WORK ORDER A
Answer these from the neural bandits summary:
(i) Which two methods directly update the soft prompts?
(ii) On which benchmark are the improvements reported?
(iii) Which ethical considerations does the framework highlight?
WORK ORDER B
Decide whether each statement agrees with the neural bandits summary, and quote the words that settle it:
(i) The approach trains a separate model for each user.
(ii) The authors acknowledge that human judgments are needed.
(iii) The soft prompts are updated in a black-box LLM.
WORK ORDER C
Continue the neural bandits summary from where it stops.

Online Personalizing White-box LLMs Generation with Neural Bandits
Zekai Chen, Weeden Daniel, Po-yu Chen, Francois Buet-Golfouse
TL;DR
The work addresses scalable personalization of open-ended LLM generation by online optimization of soft instruction embeddings using neural bandits. By directly updating soft prompts with NeuralUCB and NeuralTS in a white-box LLM, the approach achieves notable improvements on the LaMP benchmark across multiple personalized tasks, including substantial ROUGE gains and favorable LLM-evaluator trends. This demonstrates a practical path to per-user customization without training separate models, though the authors acknowledge limits in evaluation scope and the need for human judgments. The framework advances personalized generation and highlights ethical considerations around privacy, bias, and potential misuse, suggesting further study across diverse tasks and real-world user feedback.

Collection entries
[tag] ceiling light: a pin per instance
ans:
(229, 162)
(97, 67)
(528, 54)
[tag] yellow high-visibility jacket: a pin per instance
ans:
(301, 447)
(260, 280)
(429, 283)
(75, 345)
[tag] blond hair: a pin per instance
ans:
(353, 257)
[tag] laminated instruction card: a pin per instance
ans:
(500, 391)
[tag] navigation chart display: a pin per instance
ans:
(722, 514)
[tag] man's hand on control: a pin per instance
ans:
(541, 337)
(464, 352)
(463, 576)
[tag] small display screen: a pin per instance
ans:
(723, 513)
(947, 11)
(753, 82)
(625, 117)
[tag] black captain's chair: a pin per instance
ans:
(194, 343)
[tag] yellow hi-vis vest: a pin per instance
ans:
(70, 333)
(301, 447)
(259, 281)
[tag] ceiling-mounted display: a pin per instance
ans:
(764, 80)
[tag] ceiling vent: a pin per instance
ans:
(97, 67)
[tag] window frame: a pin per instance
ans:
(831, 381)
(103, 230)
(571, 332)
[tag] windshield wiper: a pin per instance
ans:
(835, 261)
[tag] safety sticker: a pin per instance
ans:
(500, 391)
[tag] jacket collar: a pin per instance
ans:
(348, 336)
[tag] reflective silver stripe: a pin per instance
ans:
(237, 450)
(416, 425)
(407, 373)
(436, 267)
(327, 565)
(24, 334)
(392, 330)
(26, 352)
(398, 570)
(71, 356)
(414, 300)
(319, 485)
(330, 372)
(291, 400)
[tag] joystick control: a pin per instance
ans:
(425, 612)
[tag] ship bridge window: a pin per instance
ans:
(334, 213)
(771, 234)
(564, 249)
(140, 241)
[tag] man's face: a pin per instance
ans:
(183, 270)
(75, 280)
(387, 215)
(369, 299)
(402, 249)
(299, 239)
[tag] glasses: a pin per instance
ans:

==

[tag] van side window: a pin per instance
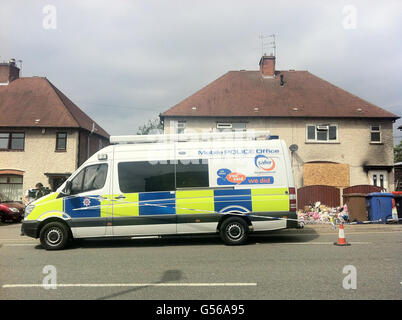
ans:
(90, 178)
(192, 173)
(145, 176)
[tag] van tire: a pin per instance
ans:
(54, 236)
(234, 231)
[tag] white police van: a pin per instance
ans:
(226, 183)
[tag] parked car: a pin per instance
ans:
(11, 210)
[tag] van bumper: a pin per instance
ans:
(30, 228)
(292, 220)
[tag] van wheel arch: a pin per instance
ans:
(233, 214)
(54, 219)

OUTPUT A
(i) NeuralUCB and NeuralTS
(ii) The LaMP benchmark
(iii) Privacy, bias, and potential misuse

OUTPUT B
(i) No: "without training separate models"
(ii) Yes: "the need for human judgments"
(iii) No: "in a white-box LLM"

OUTPUT C
Abstract
The advent of personalized content generation by LLMs presents a novel challenge: how to efficiently adapt text to meet individual preferences without the unsustainable demand of creating a unique model for each user. This study introduces an innovative online method that employs neural bandit algorithms to dynamically optimize soft instruction embeddings based on user feedback, enhancing the personalization of open-ended text generation by white-box LLMs. Through rigorous experimentation on various tasks, we demonstrate significant performance improvements over baseline strategies. NeuralTS, in particular, leads to substantial enhancements in personalized news headline generation, achieving up to a 62.9% improvement in terms of best ROUGE scores and up to 2.76% increase in LLM-agent evaluation against the baseline.